▶ **GIVEN INSTRUCTION**
In the essay about clearing out old belongings, rewrite the part that opens with the words "I still have" and closes with "and decided upon.", putting "remnants" in place of "leftovers".

▶ **SOURCE DOCUMENT**
I still have some leftovers of my mother’s life, although she died 15 years ago. Books, files, knick-knacks and doodads. And some of my husband’s old books and files have yet to be dealt with, although he has also been gone from the house for 15 years, first to a nursing home, and three years ago to the end of his life. The three of us lived in this house together for about 20 years. I feel as though I have already made so many decisions about them and their “objects.” I have already weighed hundreds of items and decided stay or go. It seems never-ending, this sense of the past. Or other people’s pasts, as well as my own. For, of course, I too, have both files and material objects that must be looked at and decided upon.
The basement now is a den of sorts, which previously held my husband’s office and my own. There, I sort through papers. Old tax files – his and hers – old manuscripts – his and hers. The detritus of their two lifetimes as writers. The manuscripts are (mostly) all on my computer anyway and have each been rejected at least once by a publisher. Ah, but must I shred them? I decided to remove the title pages, with their incriminating names, and just toss the remaining 500 or so pages (each!) into the blue recycled paper bag. There’s nothing incriminating there, only the marks of failed literary effort.
At night, I watch old movies and shred files. Handling all that paper seems to be seriously dehydrating me; my skin is cracking. I moisturize and begin to take in liquids. Water is a big help. Also pinot grigio. Shredding and drinking, night after night. I have made some rules: I shred until the machine heats up and stops. Then I drink while it cools off. As soon as it’s cool, I shred again. The evenings are long and lonely and I’m sometimes a little the worse for wear by the time I surrender to fatigue or booziness.

▶ **ITEMS**
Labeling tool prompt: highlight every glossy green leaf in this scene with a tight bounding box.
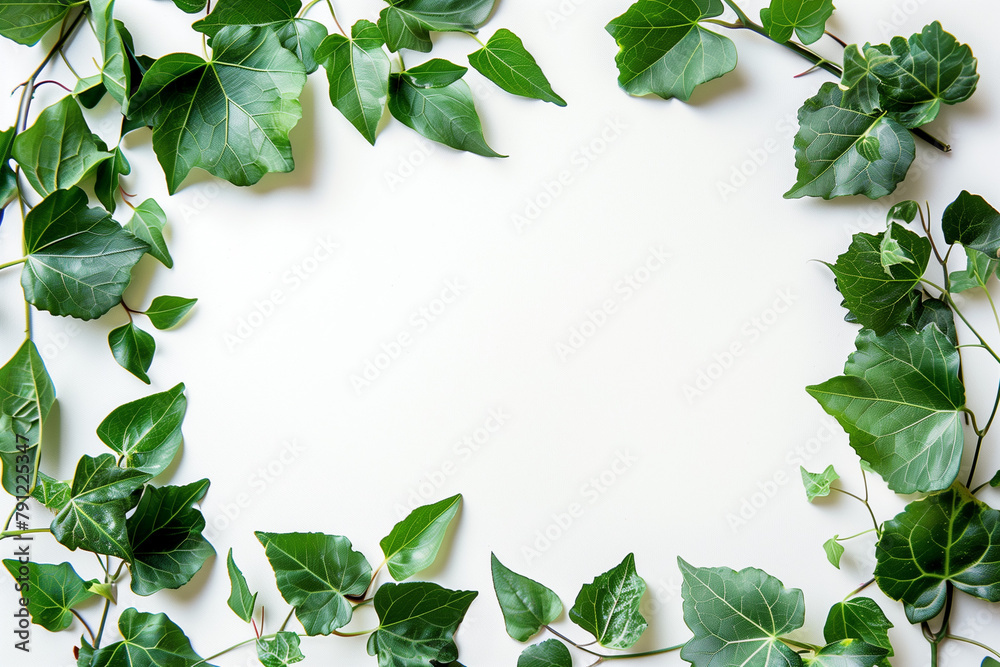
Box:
[875,484,1000,623]
[605,0,736,101]
[108,322,156,384]
[97,383,187,476]
[378,0,496,53]
[254,532,372,635]
[569,554,646,648]
[389,74,505,157]
[785,82,915,199]
[21,188,149,320]
[760,0,833,44]
[379,494,462,581]
[316,20,390,145]
[226,549,257,623]
[130,26,306,194]
[3,559,93,632]
[806,326,965,493]
[12,96,110,197]
[52,454,151,561]
[677,558,805,667]
[368,582,478,667]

▶ **RESULT OF THE TASK**
I still have some remnants of my mother’s life, although she died 15 years ago. Books, files, knick-knacks and doodads. And some of my husband’s old books and files have yet to be dealt with, although he has also been gone from the house for 15 years, first to a nursing home, and three years ago to the end of his life. The three of us lived in this house together for about 20 years. I feel as though I have already made so many decisions about them and their “objects.” I have already weighed hundreds of items and decided stay or go. It seems never-ending, this sense of the past. Or other people’s pasts, as well as my own. For, of course, I too, have both files and material objects that must be looked at and decided upon.